● Exercise requirements
Using the data that follows, return exactly the lines from the one that contains "Each <instance> block names" through the one that contains "positive clicks: (434, 509) (439, 507)", ends included.

** Input records follows **

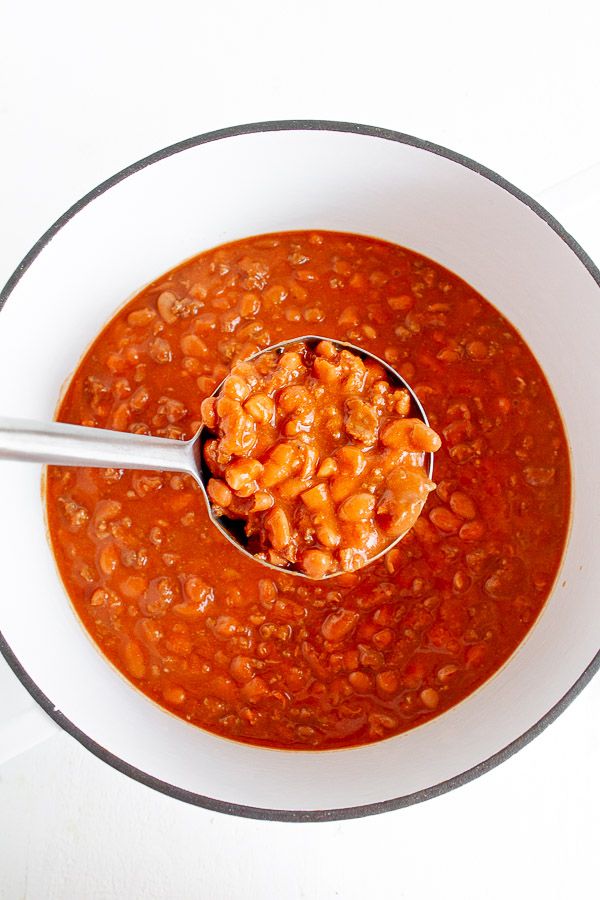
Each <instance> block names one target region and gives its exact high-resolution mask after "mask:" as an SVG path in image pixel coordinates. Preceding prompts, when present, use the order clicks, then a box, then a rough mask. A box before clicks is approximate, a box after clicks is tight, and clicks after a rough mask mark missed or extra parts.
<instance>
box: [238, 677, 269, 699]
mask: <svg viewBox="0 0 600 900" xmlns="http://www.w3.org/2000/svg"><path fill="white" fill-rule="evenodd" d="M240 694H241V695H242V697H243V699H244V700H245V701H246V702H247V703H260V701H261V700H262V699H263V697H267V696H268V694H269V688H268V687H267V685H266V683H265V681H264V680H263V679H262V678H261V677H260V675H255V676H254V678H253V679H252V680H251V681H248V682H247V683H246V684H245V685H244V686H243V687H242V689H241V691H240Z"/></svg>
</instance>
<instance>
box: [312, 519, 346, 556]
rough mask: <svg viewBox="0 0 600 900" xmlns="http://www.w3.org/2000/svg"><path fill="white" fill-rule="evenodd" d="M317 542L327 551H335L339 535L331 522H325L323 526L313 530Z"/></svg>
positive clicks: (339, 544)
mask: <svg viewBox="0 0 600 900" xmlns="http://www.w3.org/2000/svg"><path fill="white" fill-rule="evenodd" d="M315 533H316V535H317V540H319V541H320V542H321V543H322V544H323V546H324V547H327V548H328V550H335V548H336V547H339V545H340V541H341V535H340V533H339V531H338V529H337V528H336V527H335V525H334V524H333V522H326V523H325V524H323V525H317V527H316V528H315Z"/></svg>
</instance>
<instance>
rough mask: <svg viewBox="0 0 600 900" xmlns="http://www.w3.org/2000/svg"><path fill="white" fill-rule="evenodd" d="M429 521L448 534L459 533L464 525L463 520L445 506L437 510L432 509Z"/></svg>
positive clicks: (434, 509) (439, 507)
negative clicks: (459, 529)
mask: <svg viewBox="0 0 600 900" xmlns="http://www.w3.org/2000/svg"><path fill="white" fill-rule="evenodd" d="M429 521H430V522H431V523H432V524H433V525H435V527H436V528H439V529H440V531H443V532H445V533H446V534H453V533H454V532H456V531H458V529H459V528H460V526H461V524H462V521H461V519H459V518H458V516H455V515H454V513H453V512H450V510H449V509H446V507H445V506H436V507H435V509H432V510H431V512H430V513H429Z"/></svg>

** End of Input records **
** Input records follows **

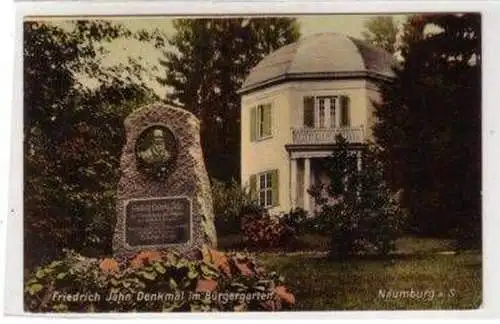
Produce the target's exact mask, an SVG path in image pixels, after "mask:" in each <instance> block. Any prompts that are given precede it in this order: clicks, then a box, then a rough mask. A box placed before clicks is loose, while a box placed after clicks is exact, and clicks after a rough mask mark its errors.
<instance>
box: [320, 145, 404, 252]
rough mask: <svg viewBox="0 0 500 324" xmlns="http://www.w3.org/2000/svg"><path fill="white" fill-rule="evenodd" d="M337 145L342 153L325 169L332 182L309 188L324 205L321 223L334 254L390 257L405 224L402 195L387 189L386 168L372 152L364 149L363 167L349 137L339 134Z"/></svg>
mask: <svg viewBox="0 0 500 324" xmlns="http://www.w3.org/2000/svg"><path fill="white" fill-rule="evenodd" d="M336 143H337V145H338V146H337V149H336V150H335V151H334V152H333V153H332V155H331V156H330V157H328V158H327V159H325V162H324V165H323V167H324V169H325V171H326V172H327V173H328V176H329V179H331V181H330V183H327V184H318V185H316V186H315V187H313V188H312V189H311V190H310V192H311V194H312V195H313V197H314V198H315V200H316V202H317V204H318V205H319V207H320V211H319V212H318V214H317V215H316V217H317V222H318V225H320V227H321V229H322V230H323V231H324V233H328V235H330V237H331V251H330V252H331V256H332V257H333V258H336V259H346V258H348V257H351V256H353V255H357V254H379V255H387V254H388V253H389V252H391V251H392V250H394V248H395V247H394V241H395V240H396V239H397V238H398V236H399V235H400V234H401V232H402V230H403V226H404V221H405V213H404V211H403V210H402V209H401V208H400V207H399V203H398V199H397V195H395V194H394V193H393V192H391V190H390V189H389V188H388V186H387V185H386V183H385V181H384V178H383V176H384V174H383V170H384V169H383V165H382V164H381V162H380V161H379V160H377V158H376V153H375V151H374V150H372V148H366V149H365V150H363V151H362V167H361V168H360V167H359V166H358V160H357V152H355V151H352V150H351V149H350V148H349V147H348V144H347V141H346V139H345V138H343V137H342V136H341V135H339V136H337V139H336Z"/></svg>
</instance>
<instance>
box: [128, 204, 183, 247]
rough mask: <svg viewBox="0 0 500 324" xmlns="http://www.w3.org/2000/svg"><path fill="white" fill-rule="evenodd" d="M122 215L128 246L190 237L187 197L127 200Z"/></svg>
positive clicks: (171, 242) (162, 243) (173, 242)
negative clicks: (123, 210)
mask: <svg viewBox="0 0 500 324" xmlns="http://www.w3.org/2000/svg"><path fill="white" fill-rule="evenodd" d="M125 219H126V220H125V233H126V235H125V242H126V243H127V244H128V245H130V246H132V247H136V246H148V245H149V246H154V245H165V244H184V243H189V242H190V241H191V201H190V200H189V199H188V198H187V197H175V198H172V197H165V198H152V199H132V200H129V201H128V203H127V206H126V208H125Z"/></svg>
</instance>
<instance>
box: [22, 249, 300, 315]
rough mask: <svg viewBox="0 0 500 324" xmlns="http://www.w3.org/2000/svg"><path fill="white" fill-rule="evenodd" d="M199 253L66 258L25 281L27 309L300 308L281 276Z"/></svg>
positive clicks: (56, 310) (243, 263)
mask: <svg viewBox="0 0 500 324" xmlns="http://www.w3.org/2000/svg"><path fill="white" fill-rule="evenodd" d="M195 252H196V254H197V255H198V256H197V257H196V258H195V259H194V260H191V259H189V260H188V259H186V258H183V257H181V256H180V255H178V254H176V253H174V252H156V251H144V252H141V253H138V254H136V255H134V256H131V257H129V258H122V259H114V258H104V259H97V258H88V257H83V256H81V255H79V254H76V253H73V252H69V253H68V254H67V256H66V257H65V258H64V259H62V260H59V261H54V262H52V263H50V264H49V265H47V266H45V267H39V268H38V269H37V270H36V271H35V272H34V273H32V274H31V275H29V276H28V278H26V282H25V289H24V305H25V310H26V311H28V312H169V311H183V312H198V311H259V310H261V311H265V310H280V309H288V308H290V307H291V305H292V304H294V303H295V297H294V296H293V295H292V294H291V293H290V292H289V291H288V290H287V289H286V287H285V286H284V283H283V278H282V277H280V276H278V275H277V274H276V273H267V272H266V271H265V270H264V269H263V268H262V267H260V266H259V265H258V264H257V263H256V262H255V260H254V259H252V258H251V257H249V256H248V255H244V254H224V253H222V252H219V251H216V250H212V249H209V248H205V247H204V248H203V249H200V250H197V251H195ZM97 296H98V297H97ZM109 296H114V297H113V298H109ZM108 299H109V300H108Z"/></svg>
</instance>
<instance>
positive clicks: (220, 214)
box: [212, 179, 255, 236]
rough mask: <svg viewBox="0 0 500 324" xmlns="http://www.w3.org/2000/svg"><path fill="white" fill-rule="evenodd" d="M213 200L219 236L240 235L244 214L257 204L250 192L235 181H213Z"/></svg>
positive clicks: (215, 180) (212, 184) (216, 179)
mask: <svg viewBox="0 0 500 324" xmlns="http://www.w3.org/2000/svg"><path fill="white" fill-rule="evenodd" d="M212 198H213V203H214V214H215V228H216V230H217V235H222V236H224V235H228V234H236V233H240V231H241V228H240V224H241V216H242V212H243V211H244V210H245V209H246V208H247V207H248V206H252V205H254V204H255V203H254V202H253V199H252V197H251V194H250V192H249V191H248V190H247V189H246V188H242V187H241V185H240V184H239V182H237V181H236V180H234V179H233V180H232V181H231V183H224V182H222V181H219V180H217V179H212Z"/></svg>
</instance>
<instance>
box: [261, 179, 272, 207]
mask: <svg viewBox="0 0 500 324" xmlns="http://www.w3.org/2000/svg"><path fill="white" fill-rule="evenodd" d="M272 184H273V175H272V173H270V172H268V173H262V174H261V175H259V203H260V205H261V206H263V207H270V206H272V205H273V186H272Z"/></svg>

** End of Input records **

● Exercise response
Each <instance> block names one target region and gives its exact high-resolution mask after "mask:" as an SVG path in image pixel coordinates. Preceding prompts, when present, use the order clicks, then a box, then a rough mask. A box before clicks is approximate, a box after clicks is tight, and clicks after a rough mask mark missed or extra parts.
<instance>
box: [238, 677, 269, 699]
mask: <svg viewBox="0 0 600 900" xmlns="http://www.w3.org/2000/svg"><path fill="white" fill-rule="evenodd" d="M240 694H241V695H242V697H243V699H244V700H245V701H246V702H247V703H260V701H261V700H262V699H263V697H267V696H268V694H269V688H268V687H267V685H266V683H265V681H264V680H263V679H262V678H261V677H260V675H255V676H254V678H253V679H252V680H251V681H248V682H247V683H246V684H245V685H244V686H243V687H242V689H241V691H240Z"/></svg>
</instance>
<instance>
box: [312, 519, 346, 556]
rough mask: <svg viewBox="0 0 600 900" xmlns="http://www.w3.org/2000/svg"><path fill="white" fill-rule="evenodd" d="M317 542L327 551H335L339 535L331 522H325L323 526L313 530Z"/></svg>
positive clicks: (339, 544)
mask: <svg viewBox="0 0 600 900" xmlns="http://www.w3.org/2000/svg"><path fill="white" fill-rule="evenodd" d="M315 533H316V535H317V540H319V541H320V542H321V543H322V544H323V546H324V547H327V548H328V550H335V548H336V547H339V545H340V541H341V535H340V533H339V531H338V529H337V528H336V527H335V525H334V524H333V522H326V523H325V524H323V525H317V527H316V528H315Z"/></svg>
</instance>
<instance>
rough mask: <svg viewBox="0 0 600 900" xmlns="http://www.w3.org/2000/svg"><path fill="white" fill-rule="evenodd" d="M429 521L448 534L459 533L464 525L463 520L445 506L437 510L432 509Z"/></svg>
positive clicks: (434, 509) (439, 507)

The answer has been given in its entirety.